▽

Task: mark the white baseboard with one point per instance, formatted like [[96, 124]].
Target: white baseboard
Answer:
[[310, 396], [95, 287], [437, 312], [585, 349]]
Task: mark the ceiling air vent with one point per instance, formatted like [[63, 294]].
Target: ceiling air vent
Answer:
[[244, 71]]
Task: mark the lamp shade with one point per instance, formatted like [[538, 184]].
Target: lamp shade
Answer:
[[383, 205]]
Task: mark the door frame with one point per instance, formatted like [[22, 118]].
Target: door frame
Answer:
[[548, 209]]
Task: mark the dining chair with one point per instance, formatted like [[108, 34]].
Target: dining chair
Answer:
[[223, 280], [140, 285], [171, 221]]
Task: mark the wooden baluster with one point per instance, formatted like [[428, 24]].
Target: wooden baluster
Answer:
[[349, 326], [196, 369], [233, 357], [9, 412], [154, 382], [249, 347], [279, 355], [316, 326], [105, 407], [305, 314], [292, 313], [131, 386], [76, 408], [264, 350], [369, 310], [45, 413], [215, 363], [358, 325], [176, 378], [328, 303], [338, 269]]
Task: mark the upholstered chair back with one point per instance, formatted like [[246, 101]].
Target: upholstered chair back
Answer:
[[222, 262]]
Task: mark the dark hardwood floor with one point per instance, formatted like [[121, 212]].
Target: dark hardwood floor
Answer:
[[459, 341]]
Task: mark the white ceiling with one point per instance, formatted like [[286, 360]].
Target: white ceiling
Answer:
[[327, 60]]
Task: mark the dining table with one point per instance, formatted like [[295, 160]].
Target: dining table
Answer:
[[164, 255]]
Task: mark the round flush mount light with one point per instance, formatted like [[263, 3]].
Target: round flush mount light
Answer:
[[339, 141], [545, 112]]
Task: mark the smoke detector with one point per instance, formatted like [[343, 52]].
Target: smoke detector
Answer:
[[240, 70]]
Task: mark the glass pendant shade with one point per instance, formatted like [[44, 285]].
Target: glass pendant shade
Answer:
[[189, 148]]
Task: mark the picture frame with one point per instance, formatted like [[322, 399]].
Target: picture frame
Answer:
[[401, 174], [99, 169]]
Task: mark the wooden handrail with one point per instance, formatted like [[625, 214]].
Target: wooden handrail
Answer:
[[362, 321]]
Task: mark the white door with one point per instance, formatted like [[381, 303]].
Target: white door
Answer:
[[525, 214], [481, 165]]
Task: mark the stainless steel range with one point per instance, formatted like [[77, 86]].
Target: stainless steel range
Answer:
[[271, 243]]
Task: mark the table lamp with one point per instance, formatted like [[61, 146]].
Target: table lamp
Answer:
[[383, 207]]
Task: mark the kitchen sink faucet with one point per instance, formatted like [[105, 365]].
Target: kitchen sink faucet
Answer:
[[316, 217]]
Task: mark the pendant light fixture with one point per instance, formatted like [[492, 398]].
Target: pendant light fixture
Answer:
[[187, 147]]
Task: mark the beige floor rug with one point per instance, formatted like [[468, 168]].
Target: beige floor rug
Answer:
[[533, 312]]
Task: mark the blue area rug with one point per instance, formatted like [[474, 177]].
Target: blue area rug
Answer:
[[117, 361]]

△

DIRECTIONS FOR THIS TASK. Rewrite all the records above, replacing every "Target" with "Label" and leaving everything else unchanged.

SOLUTION FOR THIS PROBLEM.
Task: mark the white baseboard with one point per instance, formatted like [[96, 124]].
Label: white baseboard
Answer:
[[310, 396], [95, 287], [437, 312], [585, 349]]
Task: mark the ceiling air vent with one point per instance, formatted like [[63, 294]].
Label: ceiling air vent
Answer:
[[244, 71]]
Task: mark the lamp shade with one point per instance, formatted like [[538, 184]].
Label: lamp shade
Answer:
[[383, 205]]
Task: mark the door frame with one point per instance, formatted like [[22, 118]].
Label: door frame
Answer:
[[548, 209]]
Task: mark the dining chair with one point per instance, formatted like [[108, 34]].
Label: dining chair
Answer:
[[223, 280], [140, 285], [171, 221]]
Task: mark the wooden baluster with one point per instance, formatted like [[428, 24]].
Label: wooden baluster
Answer:
[[349, 326], [196, 369], [233, 357], [9, 412], [154, 382], [249, 347], [279, 355], [316, 326], [105, 407], [305, 314], [292, 313], [131, 386], [76, 408], [264, 350], [369, 310], [45, 413], [215, 363], [358, 325], [176, 378], [328, 303], [338, 269]]
Task: mark the upholstered chair back with one point per instance, formatted like [[246, 101]].
Label: upholstered chair back
Answer:
[[222, 262]]
Task: mark the dark hardwood floor with one point per instance, formatted like [[121, 212]].
Label: dark hardwood floor
Answer:
[[459, 341]]
Task: mark the white ceiling with one point per instance, formatted like [[286, 360]].
Label: white ceiling
Answer:
[[327, 60]]
Task: mark the dining table with one point per instance, formatted like [[295, 160]].
Label: dining table
Answer:
[[164, 255]]
Task: mark the round flush mount light with one point per instance, formatted like [[263, 3]].
Label: round flush mount light
Answer:
[[339, 141], [545, 112]]
Task: mark the smoke detector with one point per instance, formatted like [[343, 52]].
Label: smoke detector
Answer:
[[240, 70]]
Task: mark the glass pendant shade with one point per instance, formatted like [[44, 285]].
Label: glass pendant shade
Answer:
[[189, 148]]
Task: mark the picture frame with one point per instance, formatted like [[322, 399]].
Label: picture frame
Answer:
[[401, 174], [99, 169]]
Task: mark the wooden handrail with one point per instance, formatted like [[625, 214]].
Label: wooden handrail
Answer:
[[362, 321]]
Task: mark the white door with one point per instance, formatted like [[381, 303]].
Label: white door
Answer:
[[525, 214], [481, 165]]
Task: mark the stainless steel range with one point per instance, formatted like [[77, 86]].
Label: stainless steel range
Answer:
[[271, 243]]
Task: mark the table lamp with one point per instance, formatted like [[61, 146]].
Label: table lamp
Answer:
[[383, 207]]
Task: mark the kitchen sink faucet with one point per instance, formatted like [[105, 365]].
Label: kitchen sink faucet
Answer:
[[316, 217]]
Task: mark the pendant light fixture with one point per instance, formatted like [[492, 398]].
Label: pendant light fixture
Answer:
[[187, 147]]
Task: mark the beige floor rug with one point per instance, formatted like [[468, 168]].
Label: beige floor rug
Answer:
[[533, 312]]
Task: mark the blue area rug with one point per instance, formatted like [[474, 177]].
Label: blue area rug
Answer:
[[117, 361]]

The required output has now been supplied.